Passage provided

>> Start

NexusFIX uses `std::span` to create views into the original network buffer. Field values are never copied - the parser returns spans pointing to the exact byte range in the source buffer. This eliminates all `memcpy` and heap allocation overhead.
### Is NexusFIX compatible with QuickFIX?
NexusFIX implements the same FIX 4.4/5.0 protocol standards but with a different API optimized for performance. It is wire-compatible with any FIX counterparty, including systems using QuickFIX.
### What latency can I expect in production?
In our benchmarks: **~250 nanoseconds** for ExecutionReport parsing. Actual production latency depends on network, kernel configuration, and hardware. NexusFIX is designed to minimize the application-layer overhead.
### Does NexusFIX support FIX Repeating Groups?
Yes. Repeating groups are parsed with the same zero-copy approach. Group iteration is O(1) per entry.

>> End

Record list
>> Start

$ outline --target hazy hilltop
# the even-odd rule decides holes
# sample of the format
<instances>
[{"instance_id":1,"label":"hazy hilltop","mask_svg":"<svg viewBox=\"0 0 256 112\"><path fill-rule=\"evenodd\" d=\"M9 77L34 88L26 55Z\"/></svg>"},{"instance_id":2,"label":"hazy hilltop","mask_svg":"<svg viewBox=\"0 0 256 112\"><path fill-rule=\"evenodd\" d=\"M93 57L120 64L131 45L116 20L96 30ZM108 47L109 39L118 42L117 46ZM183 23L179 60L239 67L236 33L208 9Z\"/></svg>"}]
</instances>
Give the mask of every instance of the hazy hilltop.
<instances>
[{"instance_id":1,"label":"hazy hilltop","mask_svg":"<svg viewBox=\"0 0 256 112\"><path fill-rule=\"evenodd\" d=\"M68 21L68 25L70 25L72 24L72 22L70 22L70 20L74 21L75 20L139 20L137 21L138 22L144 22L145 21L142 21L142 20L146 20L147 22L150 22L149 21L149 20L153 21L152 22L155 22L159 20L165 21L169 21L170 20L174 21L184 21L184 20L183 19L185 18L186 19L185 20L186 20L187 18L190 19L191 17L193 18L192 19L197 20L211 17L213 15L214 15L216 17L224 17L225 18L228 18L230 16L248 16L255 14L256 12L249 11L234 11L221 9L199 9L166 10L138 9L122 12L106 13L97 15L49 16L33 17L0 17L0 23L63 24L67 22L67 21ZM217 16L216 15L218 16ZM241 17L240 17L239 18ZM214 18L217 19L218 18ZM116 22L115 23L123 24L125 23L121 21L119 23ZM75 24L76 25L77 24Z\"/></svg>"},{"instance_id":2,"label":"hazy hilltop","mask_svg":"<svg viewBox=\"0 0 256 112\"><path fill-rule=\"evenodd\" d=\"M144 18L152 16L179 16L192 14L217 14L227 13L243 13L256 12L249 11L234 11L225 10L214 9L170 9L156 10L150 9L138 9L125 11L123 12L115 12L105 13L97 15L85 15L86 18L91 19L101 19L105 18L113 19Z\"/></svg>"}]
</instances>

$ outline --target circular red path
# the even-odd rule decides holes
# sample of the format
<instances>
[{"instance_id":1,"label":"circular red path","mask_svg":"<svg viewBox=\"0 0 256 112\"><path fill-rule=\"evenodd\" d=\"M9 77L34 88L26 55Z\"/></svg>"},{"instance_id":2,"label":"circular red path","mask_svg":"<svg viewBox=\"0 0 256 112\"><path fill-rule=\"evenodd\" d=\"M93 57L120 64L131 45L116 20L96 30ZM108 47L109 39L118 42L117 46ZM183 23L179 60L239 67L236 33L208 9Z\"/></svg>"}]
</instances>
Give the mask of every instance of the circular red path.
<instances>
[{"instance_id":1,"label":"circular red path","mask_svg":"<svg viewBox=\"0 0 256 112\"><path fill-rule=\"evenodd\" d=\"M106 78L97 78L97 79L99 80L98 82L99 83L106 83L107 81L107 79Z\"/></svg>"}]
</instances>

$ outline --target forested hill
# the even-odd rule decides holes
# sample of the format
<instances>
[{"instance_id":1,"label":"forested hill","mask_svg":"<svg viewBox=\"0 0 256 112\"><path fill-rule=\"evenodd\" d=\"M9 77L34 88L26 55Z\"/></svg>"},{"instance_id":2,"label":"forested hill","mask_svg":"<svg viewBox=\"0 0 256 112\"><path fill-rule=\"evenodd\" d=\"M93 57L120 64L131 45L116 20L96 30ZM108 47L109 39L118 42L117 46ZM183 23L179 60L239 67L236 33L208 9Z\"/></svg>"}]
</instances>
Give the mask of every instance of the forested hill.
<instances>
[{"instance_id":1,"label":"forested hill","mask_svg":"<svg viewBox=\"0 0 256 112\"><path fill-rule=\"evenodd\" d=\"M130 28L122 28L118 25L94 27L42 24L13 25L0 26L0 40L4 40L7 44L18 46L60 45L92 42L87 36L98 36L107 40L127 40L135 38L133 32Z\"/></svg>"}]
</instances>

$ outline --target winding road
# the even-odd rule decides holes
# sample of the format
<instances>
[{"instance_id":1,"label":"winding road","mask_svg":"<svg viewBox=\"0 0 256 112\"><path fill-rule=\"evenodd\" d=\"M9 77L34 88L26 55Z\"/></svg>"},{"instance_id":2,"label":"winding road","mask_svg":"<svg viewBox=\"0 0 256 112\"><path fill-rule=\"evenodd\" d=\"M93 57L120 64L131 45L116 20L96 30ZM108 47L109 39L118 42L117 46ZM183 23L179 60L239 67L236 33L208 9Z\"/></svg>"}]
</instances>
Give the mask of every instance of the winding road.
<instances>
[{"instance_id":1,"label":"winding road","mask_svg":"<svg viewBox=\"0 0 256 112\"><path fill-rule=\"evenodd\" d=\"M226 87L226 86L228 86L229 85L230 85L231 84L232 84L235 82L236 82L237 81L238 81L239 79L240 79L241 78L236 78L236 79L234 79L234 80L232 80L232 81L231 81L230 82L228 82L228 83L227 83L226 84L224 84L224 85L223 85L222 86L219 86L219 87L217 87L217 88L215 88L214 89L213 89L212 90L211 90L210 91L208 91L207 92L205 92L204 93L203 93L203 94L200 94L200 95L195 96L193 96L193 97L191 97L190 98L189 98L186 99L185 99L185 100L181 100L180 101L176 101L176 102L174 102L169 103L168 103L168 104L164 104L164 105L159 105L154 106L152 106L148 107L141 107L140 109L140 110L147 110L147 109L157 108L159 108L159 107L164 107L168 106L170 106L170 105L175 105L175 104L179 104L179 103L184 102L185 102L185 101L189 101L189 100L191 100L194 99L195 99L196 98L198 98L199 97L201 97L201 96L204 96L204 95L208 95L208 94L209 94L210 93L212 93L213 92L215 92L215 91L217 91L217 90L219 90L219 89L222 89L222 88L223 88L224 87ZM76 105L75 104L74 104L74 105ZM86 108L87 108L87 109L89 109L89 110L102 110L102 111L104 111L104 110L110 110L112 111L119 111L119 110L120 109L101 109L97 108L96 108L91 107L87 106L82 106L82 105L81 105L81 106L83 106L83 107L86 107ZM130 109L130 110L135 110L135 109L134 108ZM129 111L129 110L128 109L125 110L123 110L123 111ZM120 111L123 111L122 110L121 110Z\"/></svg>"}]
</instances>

>> End

Revise the part of the NexusFIX passage that begins with the words containing "### Is NexusFIX" and ends with "systems using QuickFIX.", writing it out in full with "FIX counterparty" replaced by "FIX trading partner". Rely solely on the NexusFIX passage.

Right answer
### Is NexusFIX compatible with QuickFIX?
NexusFIX implements the same FIX 4.4/5.0 protocol standards but with a different API optimized for performance. It is wire-compatible with any FIX trading partner, including systems using QuickFIX.